*Records supplied*.
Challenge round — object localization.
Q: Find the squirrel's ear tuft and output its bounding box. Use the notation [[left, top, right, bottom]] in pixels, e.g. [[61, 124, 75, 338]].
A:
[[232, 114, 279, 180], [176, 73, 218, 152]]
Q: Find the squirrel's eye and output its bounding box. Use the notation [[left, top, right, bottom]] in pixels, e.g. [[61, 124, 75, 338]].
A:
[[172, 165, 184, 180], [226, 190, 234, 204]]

*To do*. Reproduce the listing above line for line, without changing anything.

*The reply*.
Challenge round — object localization.
Q: Find the squirrel's ear tuft and output its bounding box. Use the notation [[left, top, right, bottom]] in pixels, e.g. [[61, 124, 75, 338]].
A:
[[232, 114, 279, 180], [176, 73, 218, 152]]
Q: Find the squirrel's eye and output its bounding box. Use the notation [[left, top, right, bottom]] in pixels, e.g. [[61, 124, 75, 338]].
A:
[[172, 165, 184, 180], [226, 190, 234, 204]]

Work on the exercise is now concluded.